**WORK TO DO:**
Copy the records below word for word, starting at the line that contains "Q: Pick out each instance of the logo on vest" and continuing through the end of the records.

**Dataset entries:**

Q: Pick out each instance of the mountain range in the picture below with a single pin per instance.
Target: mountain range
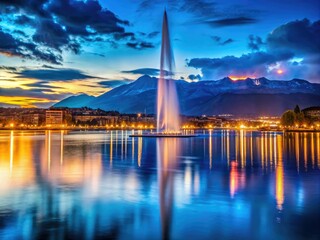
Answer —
(249, 97)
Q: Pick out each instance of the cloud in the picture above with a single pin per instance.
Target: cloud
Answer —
(114, 83)
(24, 20)
(140, 45)
(144, 71)
(206, 12)
(54, 36)
(56, 74)
(77, 16)
(252, 64)
(33, 93)
(294, 40)
(225, 22)
(60, 25)
(255, 43)
(194, 77)
(9, 46)
(300, 36)
(153, 34)
(221, 42)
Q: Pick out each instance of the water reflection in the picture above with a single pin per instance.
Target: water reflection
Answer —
(168, 150)
(59, 184)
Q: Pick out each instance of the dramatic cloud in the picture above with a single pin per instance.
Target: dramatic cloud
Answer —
(251, 64)
(301, 36)
(221, 42)
(294, 40)
(153, 34)
(114, 83)
(144, 71)
(255, 43)
(140, 45)
(62, 25)
(56, 74)
(54, 36)
(79, 16)
(10, 46)
(33, 93)
(206, 12)
(194, 77)
(224, 22)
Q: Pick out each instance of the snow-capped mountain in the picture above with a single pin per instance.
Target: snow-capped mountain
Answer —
(78, 101)
(243, 97)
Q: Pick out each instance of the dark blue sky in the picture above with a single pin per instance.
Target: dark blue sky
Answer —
(48, 47)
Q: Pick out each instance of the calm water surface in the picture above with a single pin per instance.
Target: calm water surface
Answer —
(104, 184)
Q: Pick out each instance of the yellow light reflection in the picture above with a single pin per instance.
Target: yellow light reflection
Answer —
(23, 101)
(16, 162)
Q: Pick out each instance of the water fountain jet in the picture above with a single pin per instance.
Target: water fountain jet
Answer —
(168, 119)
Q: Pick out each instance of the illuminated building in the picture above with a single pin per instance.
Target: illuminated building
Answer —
(54, 117)
(312, 112)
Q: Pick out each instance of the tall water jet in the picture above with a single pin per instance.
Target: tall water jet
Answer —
(167, 101)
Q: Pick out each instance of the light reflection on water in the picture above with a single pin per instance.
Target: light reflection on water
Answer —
(222, 184)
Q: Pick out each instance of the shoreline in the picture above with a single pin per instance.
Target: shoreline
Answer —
(151, 129)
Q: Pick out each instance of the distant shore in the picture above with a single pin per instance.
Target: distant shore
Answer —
(150, 129)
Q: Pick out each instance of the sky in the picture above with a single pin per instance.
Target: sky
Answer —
(52, 49)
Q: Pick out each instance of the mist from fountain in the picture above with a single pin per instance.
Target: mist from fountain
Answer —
(168, 120)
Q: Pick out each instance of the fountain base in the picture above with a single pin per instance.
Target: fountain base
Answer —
(163, 135)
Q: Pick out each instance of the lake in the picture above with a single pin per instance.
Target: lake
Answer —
(222, 184)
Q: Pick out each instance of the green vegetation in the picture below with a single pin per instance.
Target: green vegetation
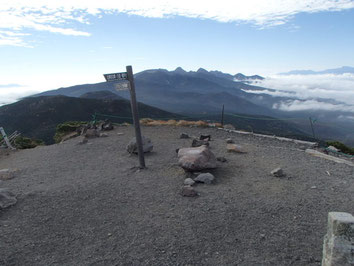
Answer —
(27, 143)
(66, 128)
(343, 148)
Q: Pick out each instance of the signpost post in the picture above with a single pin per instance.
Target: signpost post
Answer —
(130, 77)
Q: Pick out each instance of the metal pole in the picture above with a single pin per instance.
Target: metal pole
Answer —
(313, 132)
(135, 114)
(222, 116)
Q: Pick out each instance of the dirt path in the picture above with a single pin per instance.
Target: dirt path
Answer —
(85, 205)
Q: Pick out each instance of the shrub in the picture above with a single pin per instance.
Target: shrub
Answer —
(343, 148)
(27, 143)
(66, 128)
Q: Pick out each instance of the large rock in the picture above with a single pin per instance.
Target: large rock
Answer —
(338, 245)
(198, 143)
(196, 159)
(133, 147)
(6, 174)
(206, 178)
(7, 199)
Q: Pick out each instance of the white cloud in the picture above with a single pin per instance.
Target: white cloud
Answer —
(58, 16)
(339, 88)
(298, 105)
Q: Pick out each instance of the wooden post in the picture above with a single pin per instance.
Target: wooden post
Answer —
(222, 116)
(135, 114)
(6, 139)
(313, 132)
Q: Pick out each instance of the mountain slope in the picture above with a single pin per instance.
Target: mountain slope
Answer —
(38, 116)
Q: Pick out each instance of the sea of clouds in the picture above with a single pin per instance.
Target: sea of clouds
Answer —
(311, 92)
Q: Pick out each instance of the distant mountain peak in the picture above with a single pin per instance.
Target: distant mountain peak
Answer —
(180, 70)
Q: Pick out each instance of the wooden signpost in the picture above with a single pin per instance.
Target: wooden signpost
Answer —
(114, 77)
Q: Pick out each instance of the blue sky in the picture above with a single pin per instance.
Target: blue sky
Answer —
(49, 45)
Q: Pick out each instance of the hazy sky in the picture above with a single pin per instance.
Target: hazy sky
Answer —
(48, 44)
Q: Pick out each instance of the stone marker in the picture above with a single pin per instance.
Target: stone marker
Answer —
(6, 174)
(278, 172)
(133, 147)
(7, 198)
(198, 143)
(184, 136)
(338, 245)
(189, 181)
(235, 148)
(196, 159)
(229, 141)
(206, 178)
(188, 191)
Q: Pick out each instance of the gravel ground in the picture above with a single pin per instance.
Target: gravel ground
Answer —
(89, 205)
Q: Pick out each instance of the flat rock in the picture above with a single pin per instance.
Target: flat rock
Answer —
(132, 147)
(6, 174)
(205, 178)
(278, 172)
(189, 181)
(188, 191)
(196, 159)
(235, 148)
(7, 198)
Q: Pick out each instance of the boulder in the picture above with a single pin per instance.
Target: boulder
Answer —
(198, 143)
(92, 133)
(6, 174)
(184, 136)
(189, 181)
(206, 178)
(235, 148)
(278, 172)
(229, 141)
(205, 137)
(221, 159)
(132, 147)
(7, 198)
(188, 191)
(196, 159)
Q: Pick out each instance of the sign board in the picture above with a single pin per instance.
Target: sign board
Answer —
(116, 76)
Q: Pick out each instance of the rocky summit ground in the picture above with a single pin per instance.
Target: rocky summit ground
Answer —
(88, 204)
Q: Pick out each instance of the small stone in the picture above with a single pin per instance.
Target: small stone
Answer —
(7, 198)
(6, 174)
(189, 181)
(184, 136)
(277, 172)
(206, 178)
(221, 159)
(188, 191)
(235, 148)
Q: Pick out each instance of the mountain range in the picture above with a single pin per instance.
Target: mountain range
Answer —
(202, 94)
(335, 71)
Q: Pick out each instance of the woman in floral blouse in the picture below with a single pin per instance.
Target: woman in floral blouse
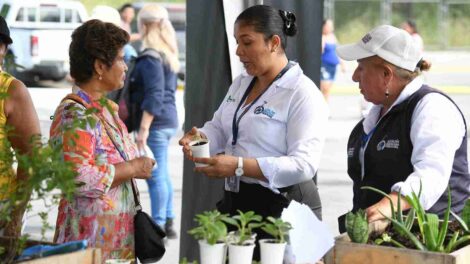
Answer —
(105, 159)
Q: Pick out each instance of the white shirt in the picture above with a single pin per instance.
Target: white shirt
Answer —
(286, 138)
(437, 130)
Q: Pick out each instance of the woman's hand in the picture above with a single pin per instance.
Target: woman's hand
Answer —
(142, 167)
(220, 166)
(187, 138)
(141, 139)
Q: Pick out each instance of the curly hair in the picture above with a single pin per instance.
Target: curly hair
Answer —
(94, 40)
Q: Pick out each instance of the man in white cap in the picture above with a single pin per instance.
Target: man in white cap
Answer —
(19, 126)
(414, 137)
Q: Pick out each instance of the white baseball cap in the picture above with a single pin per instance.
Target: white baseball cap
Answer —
(389, 43)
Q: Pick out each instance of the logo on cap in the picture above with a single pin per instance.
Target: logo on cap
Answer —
(366, 38)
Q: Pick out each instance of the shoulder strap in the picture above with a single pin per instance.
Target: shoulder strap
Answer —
(151, 53)
(77, 99)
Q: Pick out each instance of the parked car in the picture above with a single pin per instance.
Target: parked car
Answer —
(177, 14)
(41, 31)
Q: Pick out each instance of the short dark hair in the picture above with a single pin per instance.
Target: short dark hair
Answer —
(94, 40)
(269, 21)
(124, 6)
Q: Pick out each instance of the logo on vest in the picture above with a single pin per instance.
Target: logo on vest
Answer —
(264, 110)
(391, 144)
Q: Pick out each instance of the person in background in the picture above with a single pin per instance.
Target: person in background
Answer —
(414, 135)
(127, 13)
(19, 126)
(329, 59)
(271, 125)
(410, 27)
(104, 155)
(153, 87)
(111, 15)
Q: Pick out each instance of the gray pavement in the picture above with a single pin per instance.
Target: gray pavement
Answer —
(334, 184)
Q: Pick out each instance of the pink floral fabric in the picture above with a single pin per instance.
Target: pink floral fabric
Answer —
(98, 213)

**PROBLEM SOLUTION:**
Q: Pick out each instance of the logo on vest in the picture above with a single pin per instance.
Target: logo on vest
Answer —
(264, 110)
(391, 144)
Q: Pick out each instance of the person in background in the picture above with a single pin per instance.
Target: person in background
Answer —
(414, 135)
(127, 13)
(19, 126)
(329, 59)
(271, 125)
(410, 27)
(104, 155)
(153, 87)
(111, 15)
Q: Pick out each instance of the gray pavement in the picture above with a single pin per instance.
Target: gray pavement
Answer —
(334, 184)
Q: Pick out each instance of the pink floral fabric in the picture above with a single pin per instance.
Target: pink floral fabric
Answer —
(98, 213)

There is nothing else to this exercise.